### GIVEN PASSAGE
[Start of Attachment]
Plaintiff timely filed her Amended Complaint on June 24, 2025. (ECF No. 7). On July 14, 2025, Plaintiff submitted a supplement to her Amended Complaint. (ECF No. 8). In Claim One, Plaintiff alleges that on March 16, 2025, she was taken into custody at the City of Johnson exit from Interstate 49. (ECF No. 7 at 4). She indicates Defendant Smith, with the Johnson Police Department (“JPD”), place the handcuffs on her “too tight” causing “purple prints” on her wrists. Id. She was taken to the Washington County Detention Center (“WCDC”), and Defendants Cunningham and Holmes saw the prints when she was in the medical room at the WCDC. Id. She maintains both were smiling and just allowed her to be booked. Id.
[End of Attachment]
### WHAT TO DO
(a) In the court excerpt, where was Plaintiff taken into custody?
(b) Please list every defendant named in the court excerpt.
(c) Decide whether each statement agrees with the court excerpt, and quote the words that settle it: (i) Plaintiff filed her Amended Complaint on July 14, 2025. (ii) Defendant Smith is with the Johnson Police Department. (iii) Defendants Cunningham and Holmes saw the prints while Plaintiff was in the medical room at the WCDC.

### RECORD EXCERPTS
[Start of Attachment]
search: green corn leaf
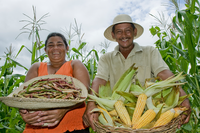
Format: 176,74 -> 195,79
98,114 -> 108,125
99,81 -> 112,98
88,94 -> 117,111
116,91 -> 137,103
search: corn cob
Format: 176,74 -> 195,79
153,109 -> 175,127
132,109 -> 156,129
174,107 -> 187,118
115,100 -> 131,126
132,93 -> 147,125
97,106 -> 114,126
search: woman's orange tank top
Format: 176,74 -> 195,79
[End of Attachment]
[Start of Attachment]
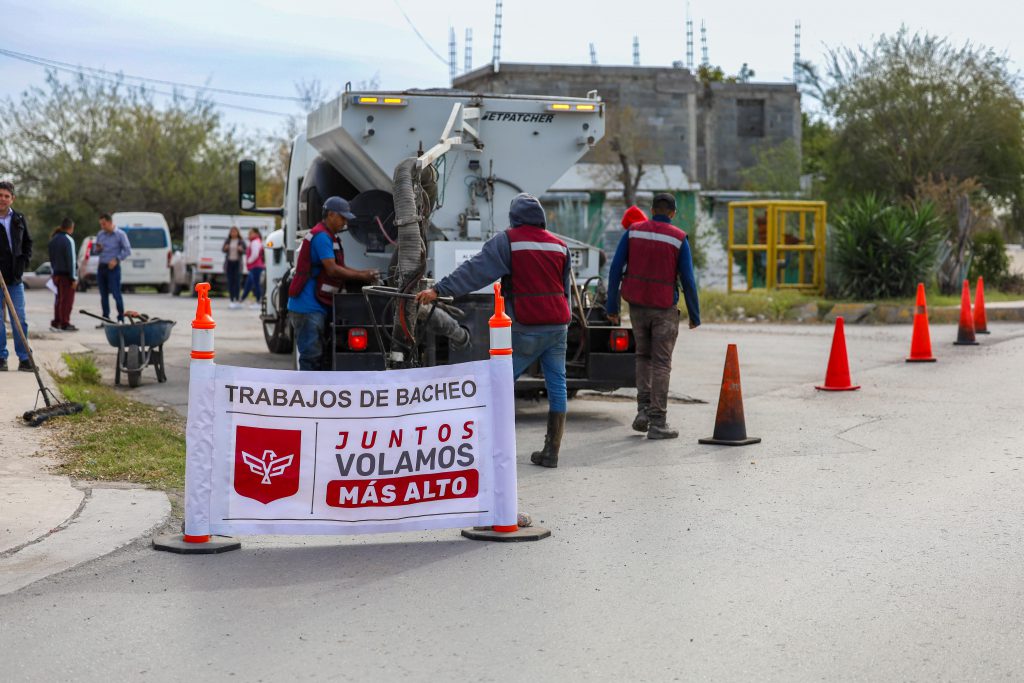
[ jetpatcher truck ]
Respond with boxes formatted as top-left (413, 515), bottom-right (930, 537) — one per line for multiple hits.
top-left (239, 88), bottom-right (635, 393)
[End of Attachment]
### OUTPUTS BY TASK
(a) At the City of Johnson exit from Interstate 49.

(b) Smith, Cunningham, Holmes

(c)
(i) No. "Plaintiff timely filed her Amended Complaint on June 24, 2025."
(ii) Yes. "Defendant Smith, with the Johnson Police Department (“JPD”)"
(iii) Yes. "Defendants Cunningham and Holmes saw the prints when she was in the medical room at the WCDC."